### AIM A
Below are a forum post and two blocks of records. List every line of the records that contains the word "pallescens".

General Discussion
Related: Editorials & Other Articles, Issue Forums, Alliance Forums, Region ForumsGenerational Racism is Southern Red States
Last edited Mon Jul 8, 2019, 12:31 PM - Edit history (2)
Children aren't born racists, racism is something they learn from their parents. One of my kids makes an annual summer trek south to Missouri for his/her partner's family get-together which usually involves a week or so of hard drinking and vocal racism at some rented cabin near a lake. My child is just not that into drinking but the Missouri relatives are straight up alcoholics.
My offspring, grew up in the north and with pretty liberal parents and met her/his partner at college. Having escaped the small southern town to get an education, my child's partner realized what a racist upbringing he/she had lived through but still attends the family get-together on an annual basis.
This may be the last year. According to my child, the racism and bigotry is on full display this year. My child has decided to call them out and I fear that this may cause a rift with the in-laws that may never heal.
Any advice on how my child can approach the subject without being ostracized by her/his partner's entire family and friends? I see no way around the inevitable here.
The racism in southern states is very real and generational. I suppose that you can find racism anywhere in the country but the south has it's own flavor of racism that persists from parent to child generation in and generation out. How to deal with this dynamic when it involves your family is a challenge with few viable solutions. As long as racism is being passed down to the next generation, we will have racism in this country well into the future. How sad people do that to their own children.
atreides1
(16,079 posts)If this family is as bad as you make them out to be, then it won't matter...anything your child says is going to be taken as a personal attack on their beliefs!

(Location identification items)
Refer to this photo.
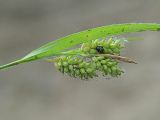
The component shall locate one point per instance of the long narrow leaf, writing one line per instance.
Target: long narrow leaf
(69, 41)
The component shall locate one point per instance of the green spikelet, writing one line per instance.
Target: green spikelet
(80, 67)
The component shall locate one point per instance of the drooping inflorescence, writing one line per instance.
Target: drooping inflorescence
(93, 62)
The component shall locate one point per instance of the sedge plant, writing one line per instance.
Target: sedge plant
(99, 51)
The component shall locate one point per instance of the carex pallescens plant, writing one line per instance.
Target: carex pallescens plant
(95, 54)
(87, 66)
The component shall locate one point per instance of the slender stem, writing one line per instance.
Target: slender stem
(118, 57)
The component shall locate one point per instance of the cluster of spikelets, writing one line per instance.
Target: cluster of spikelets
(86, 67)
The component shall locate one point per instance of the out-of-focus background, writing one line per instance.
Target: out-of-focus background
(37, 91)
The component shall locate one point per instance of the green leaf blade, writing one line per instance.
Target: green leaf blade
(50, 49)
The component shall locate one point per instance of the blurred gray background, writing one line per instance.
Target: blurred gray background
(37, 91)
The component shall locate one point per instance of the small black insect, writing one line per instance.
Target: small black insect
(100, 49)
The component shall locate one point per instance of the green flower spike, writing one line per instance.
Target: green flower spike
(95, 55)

--

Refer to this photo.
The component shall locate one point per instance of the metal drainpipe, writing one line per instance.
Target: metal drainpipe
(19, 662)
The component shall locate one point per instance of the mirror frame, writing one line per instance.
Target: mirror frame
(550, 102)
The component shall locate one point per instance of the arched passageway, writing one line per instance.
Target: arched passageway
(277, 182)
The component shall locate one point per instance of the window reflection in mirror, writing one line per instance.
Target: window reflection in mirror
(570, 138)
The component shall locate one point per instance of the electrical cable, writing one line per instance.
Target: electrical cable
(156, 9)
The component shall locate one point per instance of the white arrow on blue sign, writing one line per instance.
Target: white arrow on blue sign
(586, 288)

### AIM B
Reproduce the forum post above word for word, in full.

### TASK RESULT A
The component shall locate one point per instance of the carex pallescens plant, writing one line per instance.
Target: carex pallescens plant

### TASK RESULT B
General Discussion
Related: Editorials & Other Articles, Issue Forums, Alliance Forums, Region ForumsGenerational Racism is Southern Red States
Last edited Mon Jul 8, 2019, 12:31 PM - Edit history (2)
Children aren't born racists, racism is something they learn from their parents. One of my kids makes an annual summer trek south to Missouri for his/her partner's family get-together which usually involves a week or so of hard drinking and vocal racism at some rented cabin near a lake. My child is just not that into drinking but the Missouri relatives are straight up alcoholics.
My offspring, grew up in the north and with pretty liberal parents and met her/his partner at college. Having escaped the small southern town to get an education, my child's partner realized what a racist upbringing he/she had lived through but still attends the family get-together on an annual basis.
This may be the last year. According to my child, the racism and bigotry is on full display this year. My child has decided to call them out and I fear that this may cause a rift with the in-laws that may never heal.
Any advice on how my child can approach the subject without being ostracized by her/his partner's entire family and friends? I see no way around the inevitable here.
The racism in southern states is very real and generational. I suppose that you can find racism anywhere in the country but the south has it's own flavor of racism that persists from parent to child generation in and generation out. How to deal with this dynamic when it involves your family is a challenge with few viable solutions. As long as racism is being passed down to the next generation, we will have racism in this country well into the future. How sad people do that to their own children.
atreides1
(16,079 posts)If this family is as bad as you make them out to be, then it won't matter...anything your child says is going to be taken as a personal attack on their beliefs!